* **Work to complete**
Find the word "white" in the records below. List each line containing it.

[Records excerpted from a collection]
-=-=-

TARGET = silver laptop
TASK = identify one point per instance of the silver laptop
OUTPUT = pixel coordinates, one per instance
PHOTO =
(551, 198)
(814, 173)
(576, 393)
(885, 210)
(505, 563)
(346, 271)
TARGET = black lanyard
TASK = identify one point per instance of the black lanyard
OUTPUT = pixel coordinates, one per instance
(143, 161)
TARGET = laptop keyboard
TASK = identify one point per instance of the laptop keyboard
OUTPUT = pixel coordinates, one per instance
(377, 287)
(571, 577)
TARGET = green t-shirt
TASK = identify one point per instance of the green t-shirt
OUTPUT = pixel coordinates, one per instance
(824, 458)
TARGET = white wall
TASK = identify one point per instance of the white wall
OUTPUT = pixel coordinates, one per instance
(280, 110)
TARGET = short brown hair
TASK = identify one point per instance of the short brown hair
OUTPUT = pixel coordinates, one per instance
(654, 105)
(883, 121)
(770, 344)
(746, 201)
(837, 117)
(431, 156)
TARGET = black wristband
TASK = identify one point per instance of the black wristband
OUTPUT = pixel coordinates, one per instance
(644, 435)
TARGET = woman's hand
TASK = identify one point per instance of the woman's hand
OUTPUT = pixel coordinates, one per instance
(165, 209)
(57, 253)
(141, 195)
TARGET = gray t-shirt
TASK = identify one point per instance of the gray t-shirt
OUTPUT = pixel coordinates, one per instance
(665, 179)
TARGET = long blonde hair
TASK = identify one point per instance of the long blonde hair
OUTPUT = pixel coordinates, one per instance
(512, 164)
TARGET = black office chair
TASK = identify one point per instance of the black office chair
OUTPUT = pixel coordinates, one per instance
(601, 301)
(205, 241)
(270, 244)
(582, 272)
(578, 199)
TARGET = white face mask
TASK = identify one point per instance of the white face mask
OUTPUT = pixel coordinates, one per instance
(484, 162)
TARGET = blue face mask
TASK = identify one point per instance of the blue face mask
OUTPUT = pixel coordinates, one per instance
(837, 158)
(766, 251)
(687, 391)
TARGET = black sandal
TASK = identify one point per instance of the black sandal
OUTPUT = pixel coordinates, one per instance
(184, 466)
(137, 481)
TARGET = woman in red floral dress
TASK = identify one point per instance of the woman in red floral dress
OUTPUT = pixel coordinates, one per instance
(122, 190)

-=-=-

* **Answer section**
TARGET = white wall
TASK = identify one point per instance of the white wall
TARGET = white face mask
TASK = identify one point per instance of the white face mask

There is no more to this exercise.